Exercise requirements: Repeat the lines beginning at the one with "Note: one point per instance of the grass" and running to the end of the material, keeping the first and last of them, exactly as they appear.

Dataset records
▬▬▬

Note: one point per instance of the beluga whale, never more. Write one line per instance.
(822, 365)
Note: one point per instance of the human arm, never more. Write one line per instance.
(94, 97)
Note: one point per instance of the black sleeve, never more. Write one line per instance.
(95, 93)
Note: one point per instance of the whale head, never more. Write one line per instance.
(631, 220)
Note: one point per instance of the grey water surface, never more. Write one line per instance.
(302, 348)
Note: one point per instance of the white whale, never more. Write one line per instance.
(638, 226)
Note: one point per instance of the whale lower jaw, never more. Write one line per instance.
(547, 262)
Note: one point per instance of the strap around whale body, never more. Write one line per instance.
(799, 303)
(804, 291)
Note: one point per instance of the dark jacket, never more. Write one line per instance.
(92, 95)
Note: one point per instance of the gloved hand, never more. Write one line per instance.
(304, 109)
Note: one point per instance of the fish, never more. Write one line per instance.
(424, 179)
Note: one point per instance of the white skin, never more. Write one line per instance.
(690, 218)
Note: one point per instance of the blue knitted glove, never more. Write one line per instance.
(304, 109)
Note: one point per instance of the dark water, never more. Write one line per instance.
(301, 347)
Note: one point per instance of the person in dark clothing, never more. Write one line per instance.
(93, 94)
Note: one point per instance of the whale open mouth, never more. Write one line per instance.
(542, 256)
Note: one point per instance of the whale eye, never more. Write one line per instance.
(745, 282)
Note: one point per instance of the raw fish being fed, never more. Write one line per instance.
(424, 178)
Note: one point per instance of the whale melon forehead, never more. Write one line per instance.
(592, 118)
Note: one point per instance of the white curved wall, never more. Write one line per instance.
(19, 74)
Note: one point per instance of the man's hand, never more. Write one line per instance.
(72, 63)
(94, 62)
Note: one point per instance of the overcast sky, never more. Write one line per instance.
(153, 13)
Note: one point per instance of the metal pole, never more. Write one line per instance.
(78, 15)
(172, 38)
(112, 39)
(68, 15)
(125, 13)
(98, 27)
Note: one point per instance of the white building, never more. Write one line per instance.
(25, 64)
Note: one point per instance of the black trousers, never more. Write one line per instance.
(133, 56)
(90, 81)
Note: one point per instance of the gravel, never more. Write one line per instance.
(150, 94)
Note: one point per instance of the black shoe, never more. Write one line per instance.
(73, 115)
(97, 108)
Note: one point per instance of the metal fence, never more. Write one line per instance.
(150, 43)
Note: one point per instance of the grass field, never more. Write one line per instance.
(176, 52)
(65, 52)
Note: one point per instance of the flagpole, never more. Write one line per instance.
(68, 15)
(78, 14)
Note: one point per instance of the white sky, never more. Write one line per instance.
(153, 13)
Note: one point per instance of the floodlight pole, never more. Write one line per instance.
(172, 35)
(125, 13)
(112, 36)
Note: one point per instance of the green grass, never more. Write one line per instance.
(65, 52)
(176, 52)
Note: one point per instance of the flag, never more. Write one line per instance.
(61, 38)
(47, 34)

▬▬▬

Written answer:
Note: one point per instance of the grass field, never more. Write one line per instance.
(176, 52)
(65, 52)
Note: one point per instance of the flagpole, never more. Write one line per instance.
(68, 15)
(78, 14)
Note: one point per instance of the white sky, never more. Write one line per instance.
(153, 13)
Note: one point per instance of the floodlight pole, never more. Write one line per instance.
(172, 35)
(125, 13)
(112, 36)
Note: one point per instance of the green grass, never more. Write one line per instance.
(65, 52)
(176, 52)
Note: one point per instance of the flag, never more. Write one line per instance.
(61, 38)
(47, 34)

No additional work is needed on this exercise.